---------- Listed entries

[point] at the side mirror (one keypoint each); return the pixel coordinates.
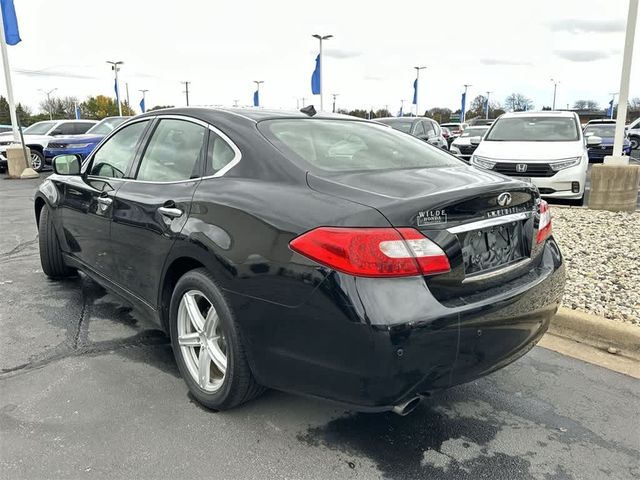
(66, 164)
(593, 141)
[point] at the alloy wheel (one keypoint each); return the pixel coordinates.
(202, 341)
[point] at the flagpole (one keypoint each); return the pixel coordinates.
(7, 77)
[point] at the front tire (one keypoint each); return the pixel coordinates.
(50, 252)
(207, 344)
(37, 160)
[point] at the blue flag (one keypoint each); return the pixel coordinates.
(315, 78)
(10, 22)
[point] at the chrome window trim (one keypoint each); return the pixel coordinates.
(236, 159)
(490, 222)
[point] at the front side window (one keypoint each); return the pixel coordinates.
(174, 152)
(534, 129)
(344, 145)
(40, 128)
(116, 154)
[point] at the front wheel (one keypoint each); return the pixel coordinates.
(207, 344)
(37, 160)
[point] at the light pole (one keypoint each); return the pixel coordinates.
(186, 90)
(258, 82)
(555, 89)
(144, 100)
(321, 38)
(416, 92)
(464, 103)
(487, 106)
(48, 94)
(115, 66)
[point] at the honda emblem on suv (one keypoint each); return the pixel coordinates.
(504, 199)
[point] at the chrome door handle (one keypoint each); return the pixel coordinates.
(170, 212)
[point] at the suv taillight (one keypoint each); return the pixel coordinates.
(373, 252)
(544, 228)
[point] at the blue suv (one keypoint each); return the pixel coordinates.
(82, 144)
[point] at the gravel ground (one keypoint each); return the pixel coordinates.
(602, 250)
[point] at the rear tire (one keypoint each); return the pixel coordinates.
(50, 252)
(207, 344)
(37, 160)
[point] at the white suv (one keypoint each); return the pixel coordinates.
(37, 137)
(546, 148)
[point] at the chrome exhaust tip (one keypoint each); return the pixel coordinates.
(407, 407)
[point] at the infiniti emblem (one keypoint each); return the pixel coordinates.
(504, 199)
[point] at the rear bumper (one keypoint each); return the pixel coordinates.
(373, 343)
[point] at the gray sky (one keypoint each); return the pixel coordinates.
(222, 46)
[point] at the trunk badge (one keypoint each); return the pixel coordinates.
(504, 199)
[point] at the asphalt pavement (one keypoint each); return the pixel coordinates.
(89, 389)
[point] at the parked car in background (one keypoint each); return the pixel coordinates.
(546, 148)
(84, 144)
(455, 128)
(38, 135)
(606, 131)
(462, 146)
(421, 127)
(273, 258)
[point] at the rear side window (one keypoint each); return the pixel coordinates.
(342, 145)
(116, 154)
(174, 152)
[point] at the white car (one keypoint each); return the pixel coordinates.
(546, 148)
(37, 137)
(462, 146)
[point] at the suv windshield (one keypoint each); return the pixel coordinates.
(534, 129)
(342, 145)
(106, 126)
(603, 130)
(474, 132)
(40, 128)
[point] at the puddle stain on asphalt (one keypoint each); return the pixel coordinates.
(412, 446)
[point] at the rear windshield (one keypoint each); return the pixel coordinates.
(339, 145)
(534, 129)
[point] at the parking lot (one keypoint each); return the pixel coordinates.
(89, 389)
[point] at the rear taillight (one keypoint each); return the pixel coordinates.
(544, 228)
(373, 252)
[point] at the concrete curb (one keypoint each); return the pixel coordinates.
(597, 331)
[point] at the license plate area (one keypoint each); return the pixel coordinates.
(492, 247)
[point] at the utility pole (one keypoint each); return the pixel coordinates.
(321, 38)
(48, 94)
(417, 81)
(487, 106)
(144, 99)
(115, 66)
(258, 82)
(555, 88)
(464, 104)
(186, 90)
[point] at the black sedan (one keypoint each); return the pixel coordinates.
(318, 254)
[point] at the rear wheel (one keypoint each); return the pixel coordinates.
(50, 252)
(207, 344)
(37, 160)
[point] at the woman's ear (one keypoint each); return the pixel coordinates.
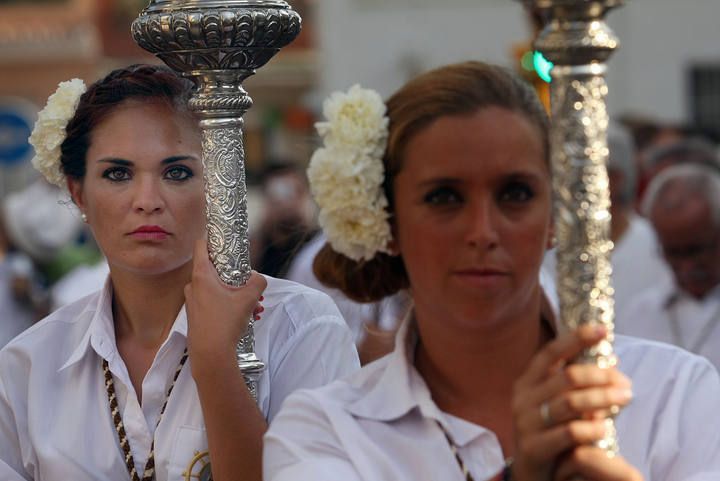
(551, 240)
(393, 247)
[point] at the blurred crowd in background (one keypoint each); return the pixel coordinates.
(48, 257)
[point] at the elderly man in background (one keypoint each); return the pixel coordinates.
(683, 204)
(636, 260)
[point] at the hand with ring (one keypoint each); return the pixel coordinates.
(559, 411)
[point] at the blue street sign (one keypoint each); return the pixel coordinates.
(16, 123)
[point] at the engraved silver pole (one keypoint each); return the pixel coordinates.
(219, 44)
(579, 42)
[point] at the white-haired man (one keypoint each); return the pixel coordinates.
(683, 204)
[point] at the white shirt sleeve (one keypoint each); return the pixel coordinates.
(317, 354)
(11, 455)
(302, 445)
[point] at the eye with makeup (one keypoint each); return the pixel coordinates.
(443, 196)
(179, 173)
(117, 174)
(516, 192)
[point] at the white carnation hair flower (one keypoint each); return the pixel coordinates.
(49, 132)
(346, 174)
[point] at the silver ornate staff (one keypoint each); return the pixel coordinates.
(218, 44)
(579, 42)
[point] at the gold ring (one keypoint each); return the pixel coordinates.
(545, 414)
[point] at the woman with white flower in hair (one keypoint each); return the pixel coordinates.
(140, 380)
(456, 188)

--------------------

• What is required
Write the records out once more, exactly as they appear, with no pictures.

• The output
[point] at the side mirror (one keypoint each); return the pixel coordinates.
(66, 164)
(593, 141)
[point] at the alloy wheel (one keypoint each); return the pixel coordinates.
(202, 341)
[point] at the flagpole (one keypoint each); return the pixel coordinates.
(7, 77)
[point] at the front tire (one keypoint each); return the pixel coordinates.
(50, 252)
(207, 344)
(37, 160)
[point] at the blue flag (one keypoint each); return the pixel coordinates.
(315, 78)
(10, 22)
[point] at the chrome window trim (one keypoint each); return the pixel coordinates.
(236, 159)
(490, 222)
[point] at the front side window (one keypoint each); return the pixel coordinates.
(174, 152)
(534, 129)
(344, 145)
(40, 128)
(116, 154)
[point] at the front wheel (one keypoint each); return the pixel coordinates.
(207, 344)
(37, 160)
[point] at the light pole (one keypoint each); return the pixel coordinates.
(186, 90)
(258, 82)
(555, 89)
(144, 100)
(321, 38)
(416, 92)
(464, 103)
(487, 106)
(48, 94)
(115, 66)
[point] at the honda emblem on suv (one keypoint each); return the pixel coordinates.
(504, 199)
[point] at the chrome door handle (one keypoint each); return the pixel coordinates.
(170, 212)
[point] at the suv taillight (one keypoint each); return the pixel coordinates.
(373, 252)
(544, 228)
[point] at the blue suv (one keypoint each); return the pixel coordinates.
(82, 144)
[point] at the gravel ground (one keypoint each); return the pixel coordinates.
(602, 250)
[point] at the rear tire (one keypoint each); return the pixel coordinates.
(50, 252)
(207, 344)
(37, 160)
[point] at the white suv (one keypoint each); return the pixel coordinates.
(37, 137)
(546, 148)
[point] at the chrome exhaust tip (one keypoint each); return the pixel coordinates.
(407, 407)
[point] at the infiniti emblem (one keypoint each); return the pixel coordinates.
(504, 199)
[point] at the rear bumper (one keypoint each); return the pixel coordinates.
(373, 343)
[point] at the gray sky (one keypoint each); return the pixel coordinates.
(222, 46)
[point] at the trunk badge (one keypoint each); return the pixel coordinates.
(504, 199)
[point] at the asphalt pavement (one keypoint each); return the pixel coordinates.
(89, 389)
[point] at the parked car in background (one keypoint each); return the pixel coordinates.
(546, 148)
(84, 144)
(455, 128)
(38, 135)
(606, 131)
(462, 146)
(421, 127)
(273, 258)
[point] at the rear side window (one keypoint each); return the pixel coordinates.
(342, 145)
(116, 154)
(174, 152)
[point] at the white car (one keypoint each); return the pixel coordinates.
(546, 148)
(37, 137)
(462, 146)
[point] at the suv windshield (one keypoint each); return the pixel coordinates.
(534, 129)
(342, 145)
(106, 126)
(603, 130)
(474, 132)
(40, 128)
[point] at the puddle stain on asphalt (one keypoint each); return the pixel coordinates.
(412, 446)
[point] at the rear windshield (one keypoint each); return the pixel coordinates.
(339, 145)
(534, 129)
[point] at the parking lot (one keypoint each); return the pixel coordinates.
(89, 389)
[point] at the rear taillight (one keypoint each); return the pixel coordinates.
(544, 228)
(373, 252)
[point] at the concrete curb (one keypoint each); return the pixel coordinates.
(597, 331)
[point] at the license plate area (one keypoint each); return the pixel coordinates.
(492, 247)
[point] at the utility pole (one keypoint each); return the pixel coordinates.
(321, 38)
(48, 94)
(417, 81)
(487, 106)
(144, 99)
(115, 66)
(258, 82)
(555, 88)
(464, 104)
(186, 90)
[point] at the black sedan (one keypoint each); return the pixel coordinates.
(318, 254)
[point] at the rear wheel (one keypoint each); return the pixel coordinates.
(50, 252)
(207, 344)
(37, 160)
[point] at the woman's ear (one keypoint each); return the pixel coordinates.
(551, 240)
(393, 247)
[point] at the blurred crowd in background (one keypoint each); return the pixel coordinates.
(48, 257)
[point] at the elderly man in background (one keypoint each); return the pixel coordinates.
(683, 204)
(636, 260)
[point] at the hand with ring (one keypoint each); return the pixel coordinates.
(559, 411)
[point] at the blue street sign (one keypoint each); return the pixel coordinates.
(16, 123)
[point] at the engraved silver pole (one keypoint each); return the pixel coordinates.
(219, 44)
(579, 42)
[point] at the white-haired man (one keypoint each); return the pixel coordinates.
(683, 204)
[point] at the white shirt sleeve (one keypoint each); return the pixel coordinates.
(317, 354)
(11, 455)
(302, 445)
[point] at the eye with makeup (one keypoint each); return the pixel coordinates.
(443, 196)
(179, 173)
(117, 174)
(516, 192)
[point] at the white carnation hair flower (one keypoint each); return the pixel coordinates.
(49, 132)
(346, 174)
[point] at the silver ornate staff (one keypoint each); return the pixel coordinates.
(218, 44)
(579, 42)
[point] at the gold ring (one keypoint each); return the pixel coordinates.
(545, 414)
[point] at the woman with white flower in hair (one keypoint each); return the pixel coordinates.
(140, 380)
(456, 188)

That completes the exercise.